▸ Task directions: Out of the records below, copy all lines in which the word "side" occurs.

▸ Materials provided:
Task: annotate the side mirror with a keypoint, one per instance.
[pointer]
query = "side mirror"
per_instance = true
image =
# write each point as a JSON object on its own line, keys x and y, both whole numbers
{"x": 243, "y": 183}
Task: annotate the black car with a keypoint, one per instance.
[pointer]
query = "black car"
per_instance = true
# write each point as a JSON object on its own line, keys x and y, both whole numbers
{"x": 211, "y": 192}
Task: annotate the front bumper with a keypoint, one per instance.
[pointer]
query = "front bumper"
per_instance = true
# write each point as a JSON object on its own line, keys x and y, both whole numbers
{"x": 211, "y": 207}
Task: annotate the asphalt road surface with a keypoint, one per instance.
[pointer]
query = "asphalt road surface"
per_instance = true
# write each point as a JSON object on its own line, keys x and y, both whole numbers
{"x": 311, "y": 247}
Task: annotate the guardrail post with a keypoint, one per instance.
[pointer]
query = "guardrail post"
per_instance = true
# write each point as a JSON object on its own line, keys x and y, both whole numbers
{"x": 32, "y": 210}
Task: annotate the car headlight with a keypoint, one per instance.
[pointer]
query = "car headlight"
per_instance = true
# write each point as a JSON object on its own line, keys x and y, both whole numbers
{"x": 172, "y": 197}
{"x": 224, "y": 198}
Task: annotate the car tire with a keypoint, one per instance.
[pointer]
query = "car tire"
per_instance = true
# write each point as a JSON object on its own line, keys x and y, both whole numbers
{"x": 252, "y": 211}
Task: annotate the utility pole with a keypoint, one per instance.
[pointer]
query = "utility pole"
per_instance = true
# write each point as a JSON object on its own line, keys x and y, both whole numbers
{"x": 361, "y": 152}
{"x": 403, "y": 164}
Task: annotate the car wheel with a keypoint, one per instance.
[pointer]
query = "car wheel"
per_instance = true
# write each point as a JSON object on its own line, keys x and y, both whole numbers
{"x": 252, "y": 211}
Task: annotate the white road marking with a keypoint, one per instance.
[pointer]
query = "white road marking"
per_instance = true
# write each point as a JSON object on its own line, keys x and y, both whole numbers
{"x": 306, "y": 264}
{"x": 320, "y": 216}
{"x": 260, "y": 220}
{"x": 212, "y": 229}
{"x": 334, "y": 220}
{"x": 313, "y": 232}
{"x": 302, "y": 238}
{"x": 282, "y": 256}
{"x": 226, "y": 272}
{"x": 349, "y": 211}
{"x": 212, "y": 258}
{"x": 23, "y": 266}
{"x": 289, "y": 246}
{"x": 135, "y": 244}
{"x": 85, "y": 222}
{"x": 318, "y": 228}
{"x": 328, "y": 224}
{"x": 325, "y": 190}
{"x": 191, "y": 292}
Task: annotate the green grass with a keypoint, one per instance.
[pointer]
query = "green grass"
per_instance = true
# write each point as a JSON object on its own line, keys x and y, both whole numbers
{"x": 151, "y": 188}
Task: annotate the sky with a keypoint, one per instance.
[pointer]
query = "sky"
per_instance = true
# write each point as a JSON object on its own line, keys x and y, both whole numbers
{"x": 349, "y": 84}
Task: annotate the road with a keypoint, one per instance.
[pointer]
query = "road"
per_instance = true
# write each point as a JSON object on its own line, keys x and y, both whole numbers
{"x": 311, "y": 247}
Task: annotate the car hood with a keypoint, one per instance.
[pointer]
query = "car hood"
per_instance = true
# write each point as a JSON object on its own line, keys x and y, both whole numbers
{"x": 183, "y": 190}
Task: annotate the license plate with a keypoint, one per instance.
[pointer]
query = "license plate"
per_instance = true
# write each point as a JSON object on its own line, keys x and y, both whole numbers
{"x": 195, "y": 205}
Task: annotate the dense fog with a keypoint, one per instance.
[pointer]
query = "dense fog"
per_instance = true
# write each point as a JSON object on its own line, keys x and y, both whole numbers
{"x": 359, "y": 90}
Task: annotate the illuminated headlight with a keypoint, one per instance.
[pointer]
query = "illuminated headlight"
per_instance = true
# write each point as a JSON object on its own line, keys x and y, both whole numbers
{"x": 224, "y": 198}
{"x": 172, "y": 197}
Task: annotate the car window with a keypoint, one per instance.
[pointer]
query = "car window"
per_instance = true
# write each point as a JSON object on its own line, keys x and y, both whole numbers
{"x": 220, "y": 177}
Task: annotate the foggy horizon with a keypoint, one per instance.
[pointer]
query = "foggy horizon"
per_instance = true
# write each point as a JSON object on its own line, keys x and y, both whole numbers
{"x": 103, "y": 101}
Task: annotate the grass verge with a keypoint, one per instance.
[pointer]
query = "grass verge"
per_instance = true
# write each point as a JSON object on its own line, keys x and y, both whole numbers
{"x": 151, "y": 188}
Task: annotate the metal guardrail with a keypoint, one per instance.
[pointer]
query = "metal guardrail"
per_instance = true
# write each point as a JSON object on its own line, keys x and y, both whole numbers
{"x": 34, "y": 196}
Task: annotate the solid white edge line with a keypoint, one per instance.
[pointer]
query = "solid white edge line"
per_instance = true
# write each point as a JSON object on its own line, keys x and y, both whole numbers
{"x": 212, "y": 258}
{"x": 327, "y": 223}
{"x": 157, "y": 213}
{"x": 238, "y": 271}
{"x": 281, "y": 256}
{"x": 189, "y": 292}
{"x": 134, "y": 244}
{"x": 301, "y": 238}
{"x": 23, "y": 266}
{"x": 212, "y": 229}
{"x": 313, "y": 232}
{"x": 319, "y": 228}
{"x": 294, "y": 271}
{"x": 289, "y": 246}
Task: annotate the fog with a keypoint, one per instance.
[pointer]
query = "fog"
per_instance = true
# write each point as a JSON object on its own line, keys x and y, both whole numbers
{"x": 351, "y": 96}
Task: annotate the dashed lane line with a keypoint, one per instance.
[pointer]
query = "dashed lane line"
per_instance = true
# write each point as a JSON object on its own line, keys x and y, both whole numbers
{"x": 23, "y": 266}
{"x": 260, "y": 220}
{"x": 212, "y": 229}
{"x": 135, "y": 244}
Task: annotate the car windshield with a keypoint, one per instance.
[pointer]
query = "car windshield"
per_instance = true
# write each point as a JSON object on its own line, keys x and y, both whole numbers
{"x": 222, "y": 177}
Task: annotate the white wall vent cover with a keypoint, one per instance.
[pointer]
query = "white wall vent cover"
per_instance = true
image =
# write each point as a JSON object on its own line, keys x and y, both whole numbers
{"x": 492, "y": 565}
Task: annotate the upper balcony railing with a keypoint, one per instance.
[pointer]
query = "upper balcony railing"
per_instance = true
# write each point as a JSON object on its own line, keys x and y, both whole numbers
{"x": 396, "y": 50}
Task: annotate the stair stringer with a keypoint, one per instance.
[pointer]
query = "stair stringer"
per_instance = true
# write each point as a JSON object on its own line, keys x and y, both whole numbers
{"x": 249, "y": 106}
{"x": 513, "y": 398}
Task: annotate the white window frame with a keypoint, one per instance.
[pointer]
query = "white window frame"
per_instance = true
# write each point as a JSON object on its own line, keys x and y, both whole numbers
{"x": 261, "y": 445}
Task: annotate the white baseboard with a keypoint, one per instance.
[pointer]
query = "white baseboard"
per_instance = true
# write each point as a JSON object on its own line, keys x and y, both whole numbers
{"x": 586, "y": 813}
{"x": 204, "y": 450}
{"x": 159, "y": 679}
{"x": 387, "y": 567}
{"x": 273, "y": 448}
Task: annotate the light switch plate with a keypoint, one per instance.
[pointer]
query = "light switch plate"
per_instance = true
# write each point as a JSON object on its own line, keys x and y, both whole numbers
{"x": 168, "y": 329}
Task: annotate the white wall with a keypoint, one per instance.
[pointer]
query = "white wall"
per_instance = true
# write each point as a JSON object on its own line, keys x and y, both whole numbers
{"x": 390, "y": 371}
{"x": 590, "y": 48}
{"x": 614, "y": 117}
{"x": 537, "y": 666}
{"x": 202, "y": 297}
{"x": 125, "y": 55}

▸ Reply:
Task: annotate the side mirror with a keypoint, one per instance.
query = "side mirror"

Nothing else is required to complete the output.